_Exercise:_ Give back all the data exactly, line by line.

*** Begin section ***

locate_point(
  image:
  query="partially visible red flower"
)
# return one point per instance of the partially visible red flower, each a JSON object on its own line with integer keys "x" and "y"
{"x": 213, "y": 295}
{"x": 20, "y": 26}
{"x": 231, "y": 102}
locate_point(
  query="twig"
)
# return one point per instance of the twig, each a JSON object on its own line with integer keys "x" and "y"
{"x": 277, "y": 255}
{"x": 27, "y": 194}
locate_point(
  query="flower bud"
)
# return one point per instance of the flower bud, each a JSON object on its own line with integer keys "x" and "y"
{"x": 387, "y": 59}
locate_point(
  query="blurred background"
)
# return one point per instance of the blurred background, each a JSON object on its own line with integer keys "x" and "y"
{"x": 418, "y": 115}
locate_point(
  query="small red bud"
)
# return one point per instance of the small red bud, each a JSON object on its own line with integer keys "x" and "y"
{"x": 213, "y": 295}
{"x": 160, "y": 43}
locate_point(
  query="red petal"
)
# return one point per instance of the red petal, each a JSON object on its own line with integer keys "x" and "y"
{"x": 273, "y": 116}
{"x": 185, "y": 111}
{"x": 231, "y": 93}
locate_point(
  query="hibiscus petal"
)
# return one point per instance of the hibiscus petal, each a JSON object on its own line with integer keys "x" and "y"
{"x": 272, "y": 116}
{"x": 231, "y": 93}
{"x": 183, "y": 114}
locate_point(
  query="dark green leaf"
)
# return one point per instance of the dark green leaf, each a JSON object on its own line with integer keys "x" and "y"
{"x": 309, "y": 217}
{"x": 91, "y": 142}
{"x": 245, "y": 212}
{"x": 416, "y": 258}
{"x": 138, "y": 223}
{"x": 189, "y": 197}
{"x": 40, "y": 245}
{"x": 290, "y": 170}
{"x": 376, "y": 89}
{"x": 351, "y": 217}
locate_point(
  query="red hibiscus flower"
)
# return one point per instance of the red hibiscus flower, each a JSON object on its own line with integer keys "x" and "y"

*** End section ***

_Solved problem:_
locate_point(
  image:
  query="partially visible red flower"
)
# return one point per instance of the partially visible red flower, each a JSON object on its own line with integer keys "x" and "y"
{"x": 213, "y": 295}
{"x": 20, "y": 26}
{"x": 231, "y": 102}
locate_point(
  query="twig"
)
# return one point per instance of the twig, each a JSON object on its own line with integer keys "x" and "y"
{"x": 277, "y": 255}
{"x": 27, "y": 194}
locate_point(
  query="flower bud"
)
# return one point per instance of the flower bud, each a JSON object on its own line with integer keys "x" and "y"
{"x": 387, "y": 59}
locate_point(
  query="blurred background"
)
# return one point per instance of the blurred background, each a JSON object on its own line with integer keys "x" and "y"
{"x": 418, "y": 115}
locate_point(
  query="small red bud"
)
# return one point per instance of the small red bud, each a JSON object on its own line with integer keys "x" and "y"
{"x": 213, "y": 295}
{"x": 160, "y": 43}
locate_point(
  query="red petal"
)
# return one point per instance of the red petal, each a JSON object on its own line with integer keys "x" and "y"
{"x": 273, "y": 116}
{"x": 185, "y": 111}
{"x": 231, "y": 93}
locate_point(
  query="hibiscus petal"
)
# return one point per instance of the hibiscus petal, each a JSON object on its own line with integer keys "x" and "y"
{"x": 272, "y": 116}
{"x": 231, "y": 93}
{"x": 183, "y": 114}
locate_point(
  query="dark green leaf"
)
# return one point per instance of the dark green leaf, each a JSON object on its own line with integer keys "x" and "y"
{"x": 309, "y": 217}
{"x": 91, "y": 142}
{"x": 245, "y": 212}
{"x": 416, "y": 258}
{"x": 138, "y": 223}
{"x": 189, "y": 197}
{"x": 40, "y": 245}
{"x": 290, "y": 170}
{"x": 376, "y": 89}
{"x": 351, "y": 217}
locate_point(
  query="red hibiscus flower"
)
# return one point per instance of the red hibiscus flower, each a JSON object on its own line with integer keys "x" and "y"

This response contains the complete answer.